These trials are an ideal place to conduct this work because they contain gradients of crop residue and residual soil inorganic nitrogen levels; most of the trials will be planted to soybeans in crop year 2023 and we estimate a minimum of 10 will be planted to a winter cereal rye cover crop.

We will leverage these experiments to understand how soybean responds to corn residue production, residual soil inorganic nitrogen levels, and winter cover crops. We will model soybean yield potential for each site and integrate these data with measurements of residual soil inorganic nitrogen level, cover crop production, corn residue production (crop year 2022) and soybean yield (crop year 2023). We will use the APSIM model, which is widely used by ISU and ISA scientists. Measurements will be conducted by ISU and ISA researchers.

We will communicate the results of this work at the ISA and ICM research conferences and we will publish two extension publications. One will report the measured effects of previous corn yield, nitrogen fertilizer input, and residual inorganic nitrogen levels on soybean yield and yield potential. We will publish a second extension publication that addresses how these effects interact with cover crop production to affect soybean yield potential and soybean yield gap. This analysis will allow us to calculate probabilities of soybean response to nitrogen fertilizer and identify potential corn residue management strategies that can boost subsequent soybean yield. Finally, these analyses will add great value to the Iowa Nitrogen Initiative by explicitly integrating the effect of corn nitrogen fertility management on soybean management and production.

1) We will determine how corn and cover crop residue levels impacts soybean yield and nitrogen dynamics. It is possible that corn and cover crop residues can be better managed to benefit soybean yield.
2) We will determine how the interaction among increasing corn yield, increasing soybean nitrogen demand from the soil, and a wetter climate will impact soybean yield response to nitrogen fertilizer. Using previous corn yield, soil nitrogen levels, and modeled soybean yield potential, it may be possible to forecast the probability of a profitable soybean yield response to nitrogen fertilizer.

Update:
In this reporting period, we successfully acquired and began to clean 2023 soybean yield data from 2022 Iowa Nitrogen Initiative research plots. We worked with farmer participants in the 2022 Iowa Nitrogen Initiative who deployed completely randomized and replicated nitrogen fertilizer rate trials to corn. Typically, these trials included five nitrogen fertilizer rates each in five unique replicated plots for a total of 25 plots per trial. In trials that were rotated to soybean in 2023, we acquired the 2023 soybean yield data. We were able to acquire these data from approximately 20 farmers (note the 2022 Iowa Nitrogen Initiative was a small-scale pilot year).

Also in this reporting period we have preliminary analyses of these soybean yield data. There is a slight but apparently significant trend between nitrogen fertilizer rate to the 2022 corn crop and 2023 soybean yield.

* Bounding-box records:
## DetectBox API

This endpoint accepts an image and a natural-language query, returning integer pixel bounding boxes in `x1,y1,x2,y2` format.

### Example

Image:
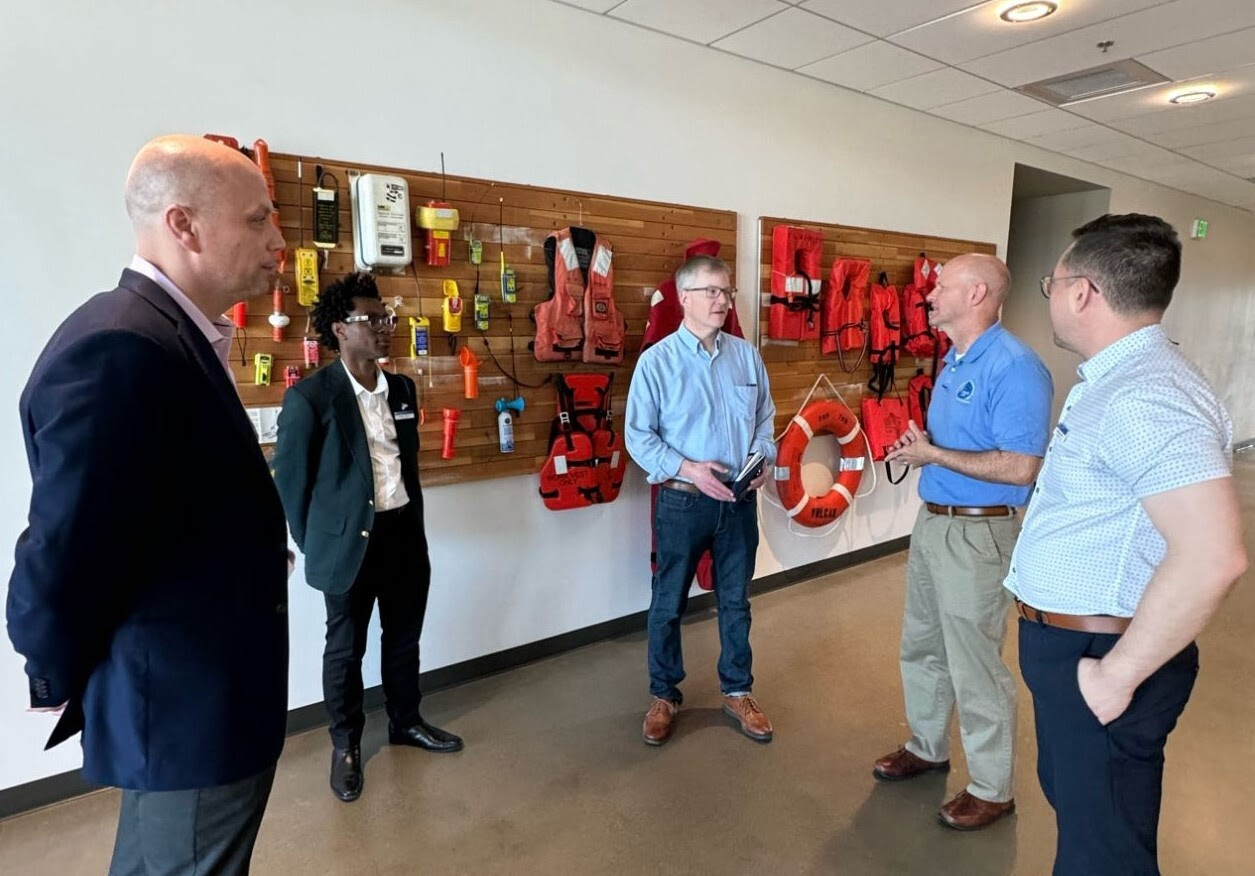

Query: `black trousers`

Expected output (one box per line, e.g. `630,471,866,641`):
1019,619,1199,876
109,767,275,876
323,502,432,748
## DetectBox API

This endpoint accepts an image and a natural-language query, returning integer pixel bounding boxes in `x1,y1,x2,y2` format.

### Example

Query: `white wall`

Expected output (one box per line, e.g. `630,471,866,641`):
1003,188,1111,423
0,0,1255,787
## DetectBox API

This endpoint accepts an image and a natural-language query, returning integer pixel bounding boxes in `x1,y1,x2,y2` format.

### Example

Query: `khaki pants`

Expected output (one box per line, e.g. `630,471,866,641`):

* Exercise brief: Continue the report on soybean yield response to nitrogen from where it stops.

* Answer to this problem:
In the next reporting period, we are working to continue cleaning of the 2023 soybean yield data, analyzing the data, and interpreting the data. If our preliminary interpretation is confirmed and there is a positive relationship between 2022 N fertilizer rate to corn and 2023 soybean yield, we will determine why using statistical and process-based models. There are a number of potential causes of a positive relationship. Surplus residual nitrogen could increase soil fertility or greater corn residue levels from higher corn yield could have improved soil conditions (e.g., greater moisture). In the next reporting period, we will be have more information.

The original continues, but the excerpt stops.